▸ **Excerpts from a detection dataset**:
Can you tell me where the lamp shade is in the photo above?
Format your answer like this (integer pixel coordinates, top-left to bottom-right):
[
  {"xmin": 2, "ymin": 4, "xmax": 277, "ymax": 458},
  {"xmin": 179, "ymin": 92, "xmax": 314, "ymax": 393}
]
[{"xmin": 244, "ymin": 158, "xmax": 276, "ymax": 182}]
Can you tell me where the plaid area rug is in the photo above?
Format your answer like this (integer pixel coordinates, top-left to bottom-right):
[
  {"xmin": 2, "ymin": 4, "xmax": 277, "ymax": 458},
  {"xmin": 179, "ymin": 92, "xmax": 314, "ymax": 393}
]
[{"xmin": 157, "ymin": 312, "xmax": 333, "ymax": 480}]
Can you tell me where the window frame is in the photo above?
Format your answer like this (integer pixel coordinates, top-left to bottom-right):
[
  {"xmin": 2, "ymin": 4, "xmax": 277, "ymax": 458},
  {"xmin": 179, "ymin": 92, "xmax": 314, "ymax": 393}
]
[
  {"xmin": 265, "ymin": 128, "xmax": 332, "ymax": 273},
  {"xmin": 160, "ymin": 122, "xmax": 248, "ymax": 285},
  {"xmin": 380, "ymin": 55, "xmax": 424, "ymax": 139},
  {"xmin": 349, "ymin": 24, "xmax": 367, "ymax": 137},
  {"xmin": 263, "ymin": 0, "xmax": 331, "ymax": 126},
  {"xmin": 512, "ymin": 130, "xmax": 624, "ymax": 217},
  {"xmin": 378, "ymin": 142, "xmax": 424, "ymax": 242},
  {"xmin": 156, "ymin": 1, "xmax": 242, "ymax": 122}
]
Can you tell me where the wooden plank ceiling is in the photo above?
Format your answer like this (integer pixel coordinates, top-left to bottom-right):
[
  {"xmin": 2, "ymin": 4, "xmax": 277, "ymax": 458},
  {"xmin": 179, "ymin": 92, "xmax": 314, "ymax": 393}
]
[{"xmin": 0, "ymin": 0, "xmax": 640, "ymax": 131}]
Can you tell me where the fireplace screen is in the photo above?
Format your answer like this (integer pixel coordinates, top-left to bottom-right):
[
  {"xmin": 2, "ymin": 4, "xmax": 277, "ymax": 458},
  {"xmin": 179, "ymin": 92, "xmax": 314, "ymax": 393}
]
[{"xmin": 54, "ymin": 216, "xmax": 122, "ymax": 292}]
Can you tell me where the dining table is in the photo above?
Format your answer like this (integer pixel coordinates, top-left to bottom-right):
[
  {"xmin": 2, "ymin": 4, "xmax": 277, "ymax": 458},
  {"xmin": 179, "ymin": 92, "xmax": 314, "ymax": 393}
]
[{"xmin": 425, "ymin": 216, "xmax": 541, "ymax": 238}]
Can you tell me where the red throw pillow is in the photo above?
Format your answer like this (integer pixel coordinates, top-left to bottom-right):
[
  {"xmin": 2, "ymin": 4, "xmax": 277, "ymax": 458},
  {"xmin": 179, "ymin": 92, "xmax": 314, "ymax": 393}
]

---

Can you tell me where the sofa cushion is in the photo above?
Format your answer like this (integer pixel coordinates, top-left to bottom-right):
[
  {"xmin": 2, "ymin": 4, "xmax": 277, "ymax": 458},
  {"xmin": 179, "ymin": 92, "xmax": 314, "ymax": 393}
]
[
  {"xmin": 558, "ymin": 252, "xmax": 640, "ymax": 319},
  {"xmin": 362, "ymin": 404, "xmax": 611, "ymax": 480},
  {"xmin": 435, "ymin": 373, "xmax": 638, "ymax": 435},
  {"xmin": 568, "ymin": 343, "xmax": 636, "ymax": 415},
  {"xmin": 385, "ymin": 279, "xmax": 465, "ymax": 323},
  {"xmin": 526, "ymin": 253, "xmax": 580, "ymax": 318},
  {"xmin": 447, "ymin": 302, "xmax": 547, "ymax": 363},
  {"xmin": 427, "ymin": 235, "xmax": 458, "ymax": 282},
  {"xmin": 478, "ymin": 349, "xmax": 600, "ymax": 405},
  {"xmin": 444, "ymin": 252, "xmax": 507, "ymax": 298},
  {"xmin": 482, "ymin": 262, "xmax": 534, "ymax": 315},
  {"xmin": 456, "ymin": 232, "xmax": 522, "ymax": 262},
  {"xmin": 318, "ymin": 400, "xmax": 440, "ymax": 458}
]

▸ **What the task asks**:
Pull out each line of the material that includes the string "above", and list those lines unchanged.

▸ **Solution to this task**:
Can you tell me where the lamp shade is in the photo above?
Can you tell me where the plaid area rug is in the photo above?
Can you tell me where the window frame is in the photo above?
Can you tell me where the wooden plank ceiling is in the photo above?
Can you tell me where the fireplace screen is in the photo above?
Can you tell me where the dining table is in the photo above?
Can you tell me where the red throw pillow is in the photo above?
Can you tell me where the sofa cushion is in the photo above?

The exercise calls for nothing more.